» Exercise description
Extend the passage on coronavirus classification by writing what follows its final sentence.

» Passage shown
=== Begin Enclosure ===
Coronaviruses were given their name because, when observed under a microscope, the virions appear to have a ‘corona’ (i.e. crown-like structure) or halo surrounding them.

All coronaviruses are members of the family Coronaviridae, which belongs to the order Nidovirales. The family is divided into two subfamilies. SARS-CoV-2 belongs to the subfamily Coronavirinae, which contains four genera. The genera alphacoronaviruses and betacoronaviruses both infect mammals only, whilst deltacoronaviruses and gammacoronaviruses infect birds and sometimes mammals. To help you visualise this better, the classification of coronaviruses is illustrated in Figure 1.

Figure 1: The classification of coronaviruses. The highly pathogenic human coronaviruses discussed in the article are shown in green. The category ‘individuum’ refers to different individuals of the same species, similar to how Rosalind Franklin and Charles Darwin are individuals of the species Homo sapiens. Some other interesting features include the Civet SARS-COVSZ3/2003, a 2003 coronavirus isolate from a palm civet, the SARS-CoV intermediate host, whose sequence was compared to human isolate sequences. Meanwhile, the SARS-CoV-2 Wuhan-Hu-1 is an isolate taken from one of the first COVID-19 patients in Wuhan on the 26th Dec 2019. It was the first SARS-CoV-2 isolate to be sequenced. Besides that, the SARSr-CoV RATG13 is a 2013 isolate from bat, whereby it is the closest known relative to SARS-CoV-2. And finally, SARS-CoVGZ-02 is a human isolate from the 2003 SARS outbreak. This figure was adapted from Rehman et al. (2003)’s Evolutionary Trajectory for the Emergence of Novel Coronavirus SARS-CoV-2 and CSG of the ICTV (2020)’s The species Severe acute respiratory syndrome-related coronavirus: classifying 2019-nCoV and naming it SARS-CoV-2.
=== End Enclosure ===
Natural-language object grounding records
=== Begin Enclosure ===
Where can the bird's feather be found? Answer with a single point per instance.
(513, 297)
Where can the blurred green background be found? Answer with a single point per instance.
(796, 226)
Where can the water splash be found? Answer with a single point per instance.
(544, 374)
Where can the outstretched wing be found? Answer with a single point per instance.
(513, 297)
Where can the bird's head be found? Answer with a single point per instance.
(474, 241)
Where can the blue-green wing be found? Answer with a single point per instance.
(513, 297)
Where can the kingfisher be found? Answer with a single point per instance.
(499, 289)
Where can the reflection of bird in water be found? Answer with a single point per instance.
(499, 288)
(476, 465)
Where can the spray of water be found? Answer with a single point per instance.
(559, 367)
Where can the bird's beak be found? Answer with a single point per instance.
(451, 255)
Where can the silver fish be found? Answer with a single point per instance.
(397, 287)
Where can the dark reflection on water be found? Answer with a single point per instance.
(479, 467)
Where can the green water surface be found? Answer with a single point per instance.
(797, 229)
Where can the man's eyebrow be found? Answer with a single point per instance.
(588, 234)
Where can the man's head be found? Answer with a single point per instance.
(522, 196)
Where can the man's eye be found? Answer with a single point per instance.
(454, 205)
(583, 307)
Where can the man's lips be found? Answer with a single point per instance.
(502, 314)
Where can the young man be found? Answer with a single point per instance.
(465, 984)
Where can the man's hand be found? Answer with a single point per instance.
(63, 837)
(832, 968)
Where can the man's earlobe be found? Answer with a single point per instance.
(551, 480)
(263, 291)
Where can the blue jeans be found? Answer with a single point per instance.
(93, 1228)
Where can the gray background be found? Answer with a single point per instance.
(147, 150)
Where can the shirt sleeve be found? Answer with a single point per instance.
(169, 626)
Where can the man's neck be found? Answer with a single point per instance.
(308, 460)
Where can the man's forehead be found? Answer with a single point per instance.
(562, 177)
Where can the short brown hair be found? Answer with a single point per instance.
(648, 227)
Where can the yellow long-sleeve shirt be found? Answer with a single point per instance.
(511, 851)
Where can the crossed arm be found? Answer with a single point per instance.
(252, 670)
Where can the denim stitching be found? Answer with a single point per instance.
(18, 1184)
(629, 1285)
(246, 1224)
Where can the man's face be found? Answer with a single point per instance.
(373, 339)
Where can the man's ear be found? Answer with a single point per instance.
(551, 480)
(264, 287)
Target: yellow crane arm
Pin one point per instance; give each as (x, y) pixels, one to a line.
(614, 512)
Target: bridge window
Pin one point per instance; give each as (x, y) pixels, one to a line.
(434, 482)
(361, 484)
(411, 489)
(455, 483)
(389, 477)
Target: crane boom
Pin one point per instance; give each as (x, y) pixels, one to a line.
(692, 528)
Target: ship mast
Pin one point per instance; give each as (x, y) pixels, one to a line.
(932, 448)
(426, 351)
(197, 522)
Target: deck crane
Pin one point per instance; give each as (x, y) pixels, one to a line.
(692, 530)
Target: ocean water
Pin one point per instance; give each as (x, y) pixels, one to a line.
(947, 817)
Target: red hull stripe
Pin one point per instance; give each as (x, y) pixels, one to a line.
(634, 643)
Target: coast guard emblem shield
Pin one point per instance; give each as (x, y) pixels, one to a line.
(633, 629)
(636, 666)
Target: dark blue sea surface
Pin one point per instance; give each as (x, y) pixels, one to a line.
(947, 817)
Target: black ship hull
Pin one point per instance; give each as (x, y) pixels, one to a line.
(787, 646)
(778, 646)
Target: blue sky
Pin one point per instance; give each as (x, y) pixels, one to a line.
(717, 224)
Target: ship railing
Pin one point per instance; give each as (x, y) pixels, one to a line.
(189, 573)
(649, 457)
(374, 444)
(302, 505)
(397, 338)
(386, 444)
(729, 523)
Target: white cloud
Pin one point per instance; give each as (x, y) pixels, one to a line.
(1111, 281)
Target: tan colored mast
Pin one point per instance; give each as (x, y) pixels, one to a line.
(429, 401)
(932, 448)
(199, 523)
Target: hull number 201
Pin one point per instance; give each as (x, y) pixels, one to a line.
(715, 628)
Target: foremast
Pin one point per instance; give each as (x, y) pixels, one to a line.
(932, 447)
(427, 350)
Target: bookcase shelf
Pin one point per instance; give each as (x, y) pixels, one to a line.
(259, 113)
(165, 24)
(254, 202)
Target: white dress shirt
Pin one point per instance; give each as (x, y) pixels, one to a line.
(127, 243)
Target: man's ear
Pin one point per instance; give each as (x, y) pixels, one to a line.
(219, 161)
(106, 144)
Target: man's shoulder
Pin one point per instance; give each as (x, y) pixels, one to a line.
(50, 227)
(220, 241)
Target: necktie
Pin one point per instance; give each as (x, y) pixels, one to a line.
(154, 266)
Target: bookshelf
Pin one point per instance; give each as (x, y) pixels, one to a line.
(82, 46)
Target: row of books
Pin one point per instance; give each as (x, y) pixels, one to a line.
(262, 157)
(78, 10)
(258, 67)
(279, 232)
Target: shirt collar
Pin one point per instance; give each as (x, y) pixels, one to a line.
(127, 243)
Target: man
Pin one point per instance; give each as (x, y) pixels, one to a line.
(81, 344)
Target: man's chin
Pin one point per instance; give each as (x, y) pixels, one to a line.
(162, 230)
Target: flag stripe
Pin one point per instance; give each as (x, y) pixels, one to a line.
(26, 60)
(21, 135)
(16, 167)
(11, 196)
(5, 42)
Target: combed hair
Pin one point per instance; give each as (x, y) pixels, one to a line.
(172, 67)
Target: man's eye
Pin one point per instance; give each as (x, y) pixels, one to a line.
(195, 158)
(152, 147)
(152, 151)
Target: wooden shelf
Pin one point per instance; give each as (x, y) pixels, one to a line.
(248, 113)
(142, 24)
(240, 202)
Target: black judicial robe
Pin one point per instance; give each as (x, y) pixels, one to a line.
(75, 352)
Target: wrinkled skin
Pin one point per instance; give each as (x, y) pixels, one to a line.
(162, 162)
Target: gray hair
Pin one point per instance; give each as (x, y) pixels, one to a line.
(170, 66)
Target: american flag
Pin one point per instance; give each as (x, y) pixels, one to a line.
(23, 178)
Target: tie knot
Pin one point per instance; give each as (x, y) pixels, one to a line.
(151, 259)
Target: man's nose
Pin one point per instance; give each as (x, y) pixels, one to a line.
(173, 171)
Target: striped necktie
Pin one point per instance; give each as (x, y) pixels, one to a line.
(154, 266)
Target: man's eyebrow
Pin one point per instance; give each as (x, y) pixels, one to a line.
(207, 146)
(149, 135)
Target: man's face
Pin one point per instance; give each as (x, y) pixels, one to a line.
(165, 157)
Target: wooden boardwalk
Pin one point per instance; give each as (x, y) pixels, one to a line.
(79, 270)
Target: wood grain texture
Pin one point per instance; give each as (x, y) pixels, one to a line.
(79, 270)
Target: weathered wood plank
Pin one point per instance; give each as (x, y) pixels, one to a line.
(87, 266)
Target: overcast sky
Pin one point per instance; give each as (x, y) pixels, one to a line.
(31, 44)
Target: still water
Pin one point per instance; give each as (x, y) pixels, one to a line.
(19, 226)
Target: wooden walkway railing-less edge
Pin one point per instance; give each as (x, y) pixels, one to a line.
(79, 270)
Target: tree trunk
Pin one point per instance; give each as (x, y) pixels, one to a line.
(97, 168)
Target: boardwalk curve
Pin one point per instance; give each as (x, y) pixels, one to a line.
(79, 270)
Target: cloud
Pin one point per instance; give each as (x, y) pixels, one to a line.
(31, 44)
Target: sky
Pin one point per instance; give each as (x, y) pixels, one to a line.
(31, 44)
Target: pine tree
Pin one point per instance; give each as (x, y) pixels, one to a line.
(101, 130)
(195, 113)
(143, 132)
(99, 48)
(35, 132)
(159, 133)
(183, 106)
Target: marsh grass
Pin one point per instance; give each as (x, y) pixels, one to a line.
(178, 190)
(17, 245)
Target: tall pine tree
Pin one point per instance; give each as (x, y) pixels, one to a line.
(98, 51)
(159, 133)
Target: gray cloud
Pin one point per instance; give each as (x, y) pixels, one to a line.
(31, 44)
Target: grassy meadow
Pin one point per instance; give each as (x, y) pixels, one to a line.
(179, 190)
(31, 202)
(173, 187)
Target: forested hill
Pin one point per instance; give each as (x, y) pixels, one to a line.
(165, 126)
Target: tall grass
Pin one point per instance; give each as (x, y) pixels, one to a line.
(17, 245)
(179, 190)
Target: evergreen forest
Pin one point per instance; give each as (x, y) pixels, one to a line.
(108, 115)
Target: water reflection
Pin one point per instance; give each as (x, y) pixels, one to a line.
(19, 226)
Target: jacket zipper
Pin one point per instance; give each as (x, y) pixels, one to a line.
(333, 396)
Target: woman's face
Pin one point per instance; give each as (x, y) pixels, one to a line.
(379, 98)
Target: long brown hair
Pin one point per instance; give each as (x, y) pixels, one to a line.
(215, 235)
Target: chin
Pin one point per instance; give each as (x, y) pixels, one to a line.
=== End Enclosure ===
» Answer for this exercise
Members of the Coronaviridae family have a positive sense, single-stranded RNA (ssRNA) genome. ‘Positive sense’ means the virus’s genome can be translated directly by the ribosomes as mRNA (messenger RNA), whilst ‘negative sense’ RNA must first be converted to positive sense before it can be translated (see Figure 2 for the illustration of positive and negative ssRNA viruses).

Figure 2: Single-stranded RNA virus genomes can either be positive sense or negative sense. Positive sense genomes can act as mRNA (messenger RNA) and be translated directly by the host ribosome into a polypeptide. In contrast, negative sense genomes can’t be translated directly as they need to be converted to positive sense RNA first.

Human coronaviruses (HCoVs) cause respiratory diseases, but the majority are very mild. In fact, HCoVs are responsible for 15-30% of common colds. However, three highly pathogenic coronaviruses, all members of the subgenera Betacoronavirus (See Figure 1), have surfaced in humans relatively recently. These viruses are zoonotic - this means that they originate in an animal reservoir but have jumped to humans, often via an ‘intermediate’ animal, where they quickly adapt to their new host.

Many emergent viruses are zoonotic, such as HIV-1 (Human Immunodeficiency Virus 1) which evolved from SIV (Simian Immunodeficiency Virus) in chimpanzees, and the Ebola virus. The origins of each of the three hCoVs are illustrated in Figure 3.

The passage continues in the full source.